▶ [What is required]:
Copy every record below exactly as it appears.

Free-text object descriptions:
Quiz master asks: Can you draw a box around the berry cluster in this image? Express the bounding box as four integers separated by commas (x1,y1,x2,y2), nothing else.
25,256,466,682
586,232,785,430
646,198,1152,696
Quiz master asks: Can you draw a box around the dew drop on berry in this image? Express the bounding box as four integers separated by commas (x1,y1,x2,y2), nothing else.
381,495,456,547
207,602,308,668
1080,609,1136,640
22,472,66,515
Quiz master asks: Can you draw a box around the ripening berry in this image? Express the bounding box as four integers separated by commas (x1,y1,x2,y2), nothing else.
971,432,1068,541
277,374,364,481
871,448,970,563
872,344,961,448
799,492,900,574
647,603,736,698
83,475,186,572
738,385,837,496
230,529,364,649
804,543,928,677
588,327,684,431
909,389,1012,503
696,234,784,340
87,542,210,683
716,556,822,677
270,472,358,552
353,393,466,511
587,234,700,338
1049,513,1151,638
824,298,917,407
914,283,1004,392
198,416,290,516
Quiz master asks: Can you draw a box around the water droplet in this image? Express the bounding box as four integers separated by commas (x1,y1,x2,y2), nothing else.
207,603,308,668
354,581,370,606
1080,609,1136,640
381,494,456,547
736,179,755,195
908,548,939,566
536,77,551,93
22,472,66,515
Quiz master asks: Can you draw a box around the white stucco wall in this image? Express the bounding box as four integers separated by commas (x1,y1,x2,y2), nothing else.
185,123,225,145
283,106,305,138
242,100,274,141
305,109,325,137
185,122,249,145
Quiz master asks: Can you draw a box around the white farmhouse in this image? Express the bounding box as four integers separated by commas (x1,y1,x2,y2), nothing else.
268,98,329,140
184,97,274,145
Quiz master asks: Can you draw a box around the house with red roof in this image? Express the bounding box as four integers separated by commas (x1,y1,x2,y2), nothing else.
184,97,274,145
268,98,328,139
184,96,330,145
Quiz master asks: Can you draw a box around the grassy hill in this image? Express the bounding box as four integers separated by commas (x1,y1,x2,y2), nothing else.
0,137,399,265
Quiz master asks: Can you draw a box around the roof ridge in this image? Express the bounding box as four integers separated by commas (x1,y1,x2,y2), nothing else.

▶ [Output for this exercise]:
Quiz master asks: Can you draw a box around the berry cluster in this image? Express the bounding box as four integers separated by commas (x1,y1,x2,y2), nothing else.
25,256,466,682
586,232,785,430
646,198,1152,696
Quiz master asks: Can you draw a box around the dew drop on berry in this image? Express the bounding box as four integers separated by commas (x1,y1,x2,y2), nothing else.
381,495,456,547
207,602,308,668
1080,609,1136,640
22,472,66,515
Quiz master asks: Can you draw a box around the ripening berry in this image? Express the bounding box as four integers separated by commas (x1,y1,x2,y2), nothing else.
971,432,1068,541
277,374,364,481
871,448,970,563
872,344,961,448
799,492,900,574
647,603,736,698
83,475,186,572
738,385,837,496
230,529,364,649
804,543,928,677
588,327,684,431
909,389,1012,503
696,234,784,340
87,542,210,683
716,556,822,677
270,472,358,552
353,393,466,511
587,234,700,338
1049,513,1151,638
824,298,917,407
914,283,1004,392
198,416,290,516
Quiz master asks: Can you draw a box around the water droplet in this image? Express the bounding box as four integers separated by commas (x1,y1,x2,y2), nothing else.
207,603,308,668
354,581,370,606
1080,609,1136,640
381,494,456,547
736,179,755,195
908,548,939,566
536,77,551,93
22,472,66,515
Quiz master asks: Can you draw a box around the white stucco wall in this image? Express the bounding box as four integers separated by commas (x1,y1,x2,y2), nothing else.
185,123,225,145
283,106,305,138
242,100,274,141
305,109,325,137
185,122,249,145
Quiz master asks: Can you draw a box around the white farmhouse in this image? Express the bounding box as four integers separated by commas (x1,y1,x2,y2), nothing else.
268,98,329,140
184,97,274,145
Quiz master asks: Can you draw a box around the house with red roof in this image? Express the bounding box as four integers separated by commas (x1,y1,x2,y2), nothing else.
184,97,274,145
268,98,328,139
184,96,330,145
Quiz master asks: Can you draw a box around the grassy hill in this image? Express the bounding box as four integers separated by commas (x1,y1,x2,y2), nothing else.
0,137,399,265
Quiz master asks: Can you draw a box around the roof ridge in this image? Express the bounding box as four integers separated by commas (x1,y1,x2,y2), nothing else.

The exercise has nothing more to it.